▸ Passage to read:

<<<<

There has been lots of noise about how to fix Brazil’s giant health deficit recently, but little clarity as to what, if anything, will be done. Above, the Cuban and Brazilian foreign ministers setting off the heated debate.

For the past week, Brazil has been having a somewhat puzzling discussion about its medical system. There has been talking of bringing in doctors from Cuba, or perhaps not, or perhaps from somewhere else, and lots of conflicting talk from separate parts of the government as to whether or not any of that is possible, or even desirable.

The only thing that seems to be clear at this point is that many parts of the country are severely underserved, especially compared to other parts of the country, and that there is currently no concrete plan to fix the problem.

Last week Brazil and Cuba’s foreign ministers announced a plan to send 6,000 Cuban doctors into far-flung parts of Brazil. Everyone understood that there are some parts of the country, notably the Amazon, where there are no doctors for miles. In the North of the country as a whole, there are less than 25% as many doctors per person as there are down here in São Paulo.

But the country’s Federal Medical Council (CFM) struck back harshly at the plan, calling it political, and saying that having no doctor is better than having a (presumably Cuban) doctor that is (presumably) under-qualified.

I wrote a quick web item for the LA Times on the argument, and Professor Greg Weeks rightly pointed out that there are a number of interesting strings to pull on in the story, namely that 1. economic inequality is still huge here, especially between regions, despite advances 2. the way Cuban doctors are deployed by their government for diplomatic purposes is endlessly interesting 3. that immigrant/aid labor has effects on local market price mechanisms, and will throw up winners and losers, and 4. That the CFM said some kind of shocking things, for example:

“Pseudo treatment is worse than no treatment,” [President Carlos Vital] said. “If you don’t have a doctor in your city, you can go to the next city and have a quality doctor.”

Sure, just go 100 miles to the next city if you don’t have a doctor. Nothing to see here!

This will sure look a lot like crass self-interest on the part of the local doctor’s lobby – who would likely see their wages lowered by Cuban doctors – to many observers.  It’s one thing to insist on qualifications for arriving doctors, it’s another to tell sick people in rural communities to just hop on a boat for days.

>>>>

▸ Localization data: one point per instance:
<<<<

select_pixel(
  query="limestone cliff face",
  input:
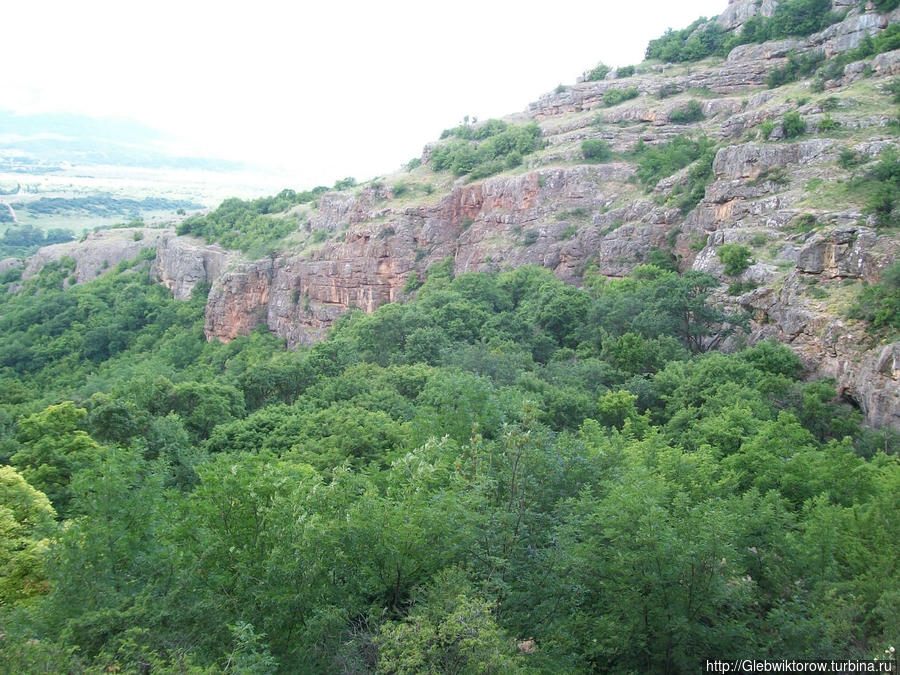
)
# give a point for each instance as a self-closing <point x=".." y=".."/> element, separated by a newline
<point x="558" y="218"/>
<point x="563" y="214"/>
<point x="98" y="252"/>
<point x="812" y="243"/>
<point x="183" y="262"/>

>>>>

▸ The task: Please copy out the passage about Brazil's doctor shortage, beginning at the words "Last week Brazil" and stopping after "that is (presumably) under-qualified.". Switch "Federal Medical Council" to "national medical board". The data are separate material and have no connection to the passage about Brazil's doctor shortage.

▸ Output of the exercise:
Last week Brazil and Cuba’s foreign ministers announced a plan to send 6,000 Cuban doctors into far-flung parts of Brazil. Everyone understood that there are some parts of the country, notably the Amazon, where there are no doctors for miles. In the North of the country as a whole, there are less than 25% as many doctors per person as there are down here in São Paulo.

But the country’s national medical board (CFM) struck back harshly at the plan, calling it political, and saying that having no doctor is better than having a (presumably Cuban) doctor that is (presumably) under-qualified.